WHAT TO WORK ON: Please copy out the full listing that follows exactly; no picture belongs in the copy.

═══

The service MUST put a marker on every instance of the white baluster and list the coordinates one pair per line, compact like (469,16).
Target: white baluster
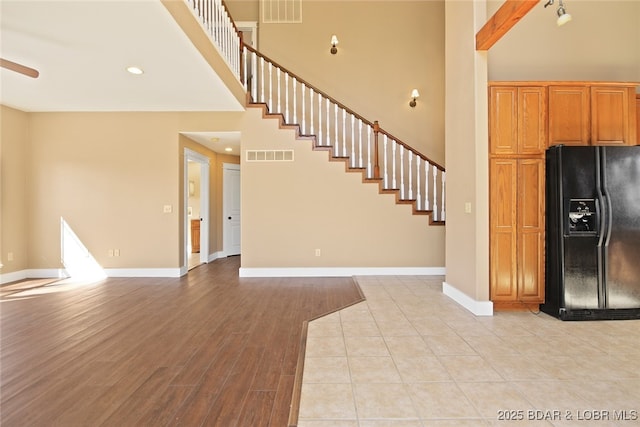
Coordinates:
(359,143)
(402,173)
(442,216)
(269,105)
(311,110)
(328,116)
(262,79)
(344,132)
(245,71)
(410,174)
(336,142)
(435,193)
(279,103)
(426,186)
(369,172)
(286,98)
(304,116)
(319,138)
(394,182)
(386,156)
(353,142)
(295,100)
(418,200)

═══

ANSWER TO THE EXERCISE:
The service MUST put a marker on every instance of the white baluster and list the coordinates one pair per line, compact like (469,16).
Target: white baluster
Coordinates:
(359,143)
(402,173)
(442,216)
(269,105)
(311,110)
(328,116)
(262,79)
(344,132)
(245,71)
(410,174)
(336,142)
(435,193)
(279,103)
(426,186)
(369,172)
(286,98)
(304,116)
(319,138)
(394,182)
(386,156)
(353,142)
(295,100)
(418,200)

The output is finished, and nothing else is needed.